Data provided START

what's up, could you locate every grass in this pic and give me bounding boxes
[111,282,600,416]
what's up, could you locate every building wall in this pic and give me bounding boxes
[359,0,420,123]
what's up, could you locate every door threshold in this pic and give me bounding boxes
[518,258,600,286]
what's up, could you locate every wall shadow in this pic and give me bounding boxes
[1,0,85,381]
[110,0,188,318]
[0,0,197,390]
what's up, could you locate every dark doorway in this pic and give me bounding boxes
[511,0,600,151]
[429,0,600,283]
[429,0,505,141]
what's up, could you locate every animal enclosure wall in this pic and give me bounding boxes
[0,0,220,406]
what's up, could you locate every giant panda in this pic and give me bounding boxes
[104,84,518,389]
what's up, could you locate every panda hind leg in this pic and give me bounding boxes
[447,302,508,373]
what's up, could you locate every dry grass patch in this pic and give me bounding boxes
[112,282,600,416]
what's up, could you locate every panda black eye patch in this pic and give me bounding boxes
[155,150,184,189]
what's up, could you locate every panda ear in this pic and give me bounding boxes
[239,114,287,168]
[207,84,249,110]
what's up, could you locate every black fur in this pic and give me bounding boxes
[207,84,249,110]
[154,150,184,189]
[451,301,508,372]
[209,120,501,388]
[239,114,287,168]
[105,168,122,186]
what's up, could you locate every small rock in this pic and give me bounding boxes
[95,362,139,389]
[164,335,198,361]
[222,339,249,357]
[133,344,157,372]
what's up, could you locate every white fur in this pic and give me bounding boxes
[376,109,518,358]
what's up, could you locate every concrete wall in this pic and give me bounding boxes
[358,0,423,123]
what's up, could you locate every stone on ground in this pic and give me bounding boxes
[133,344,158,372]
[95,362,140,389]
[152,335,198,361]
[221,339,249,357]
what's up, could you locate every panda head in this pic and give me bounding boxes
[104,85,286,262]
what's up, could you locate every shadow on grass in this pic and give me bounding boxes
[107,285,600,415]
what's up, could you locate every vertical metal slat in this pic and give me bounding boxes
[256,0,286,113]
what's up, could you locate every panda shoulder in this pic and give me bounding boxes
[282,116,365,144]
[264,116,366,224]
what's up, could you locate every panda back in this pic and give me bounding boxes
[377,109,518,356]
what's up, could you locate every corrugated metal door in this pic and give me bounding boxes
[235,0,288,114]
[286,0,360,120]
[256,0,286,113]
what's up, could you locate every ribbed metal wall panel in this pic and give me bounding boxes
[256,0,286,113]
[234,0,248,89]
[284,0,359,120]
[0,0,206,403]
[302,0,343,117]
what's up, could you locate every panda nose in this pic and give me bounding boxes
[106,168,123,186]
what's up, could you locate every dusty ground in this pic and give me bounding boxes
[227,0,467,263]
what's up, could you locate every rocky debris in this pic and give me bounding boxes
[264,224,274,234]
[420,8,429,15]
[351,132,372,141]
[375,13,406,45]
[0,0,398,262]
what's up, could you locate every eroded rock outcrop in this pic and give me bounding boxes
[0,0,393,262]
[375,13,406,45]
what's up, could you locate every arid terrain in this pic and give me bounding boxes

Data provided END

Task description |
Output each record precisely as given.

Written response |
what's up, could you locate every grass in this pic and give me bounding boxes
[111,282,600,416]
what's up, could you locate every building wall in this pic and give me bounding boxes
[359,0,420,123]
what's up, could you locate every door threshold in this pic and give me bounding boxes
[518,258,600,286]
what's up, could you locate every wall shadow in this pic and give me bounding boxes
[1,0,85,381]
[110,0,188,318]
[0,0,197,390]
what's up, could you locate every dark doorway in this pic and give me bounding boxes
[511,0,600,151]
[429,0,600,283]
[429,0,505,141]
what's up, could you locate every animal enclosure wall in this pic and give me bounding boxes
[0,0,220,406]
what's up, could you locate every giant panda in this pic and give me bounding boxes
[104,84,518,389]
what's up, could you locate every panda hind leg in this pic and give me bounding boxes
[447,302,508,373]
what's up, could you locate every dry grass patch in this pic and give me bounding boxes
[112,282,600,416]
what's up, could you locate every panda black eye patch in this pic and give me bounding boxes
[155,150,184,189]
what's up, could you locate every panda ear in this pic and give me bounding boxes
[239,114,287,168]
[207,84,249,110]
what's up, could you locate every black fur in this pic and give me bounding boxes
[207,84,249,110]
[154,150,184,189]
[451,301,508,372]
[209,120,501,388]
[239,114,287,168]
[105,168,122,186]
what's up, could you locate every small rock in this pic and give me bounding boxes
[95,362,139,389]
[164,335,198,361]
[222,339,249,357]
[133,344,157,372]
what's up, could you locate every white fur in this pic and give me bounding boxes
[376,109,518,358]
what's up, could you locate every concrete wall in this pic and give me bounding boxes
[358,0,423,123]
what's up, could you locate every stone on ground in this pic and give me bounding boxes
[133,344,158,372]
[95,362,140,389]
[152,335,198,361]
[221,339,249,357]
what's up, could you locate every panda head in this pic and give me bounding boxes
[104,85,286,262]
what's up, could you locate every shadow on grass in this pic and give me bounding boxes
[107,285,600,415]
what's up, could you locate every vertical metal slat in this pic and give me bounding boxes
[256,0,286,113]
what's up, could you locate every panda shoulder in this pic and give me bounding boxes
[282,116,365,144]
[264,116,366,224]
what's up, could you locate every panda back in this pic and give me bounding boxes
[377,109,518,356]
what's up, could you locate every corrugated metal door in this pic and give me bounding boxes
[235,0,288,114]
[286,0,360,120]
[256,0,286,113]
what's up, could you locate every ribbed metal wall panel in this pic and give me bounding boxes
[256,0,286,113]
[234,0,248,89]
[284,0,359,120]
[0,0,206,403]
[302,0,343,117]
what's up, could you locate every panda nose in this pic and give me bounding boxes
[106,168,123,186]
what's up, could you locate every dusty ground in this pic and give me bounding boxes
[227,0,467,263]
what's up, could you locate every rocky debris in this pic and give me bounding boxes
[264,224,274,234]
[420,8,429,15]
[351,132,372,141]
[375,13,406,45]
[0,0,398,262]
what's up, could you locate every eroded rock outcrop in this pic and give me bounding boxes
[0,0,393,262]
[375,13,406,45]
what's up, could you locate every arid terrain in this pic and give me bounding boxes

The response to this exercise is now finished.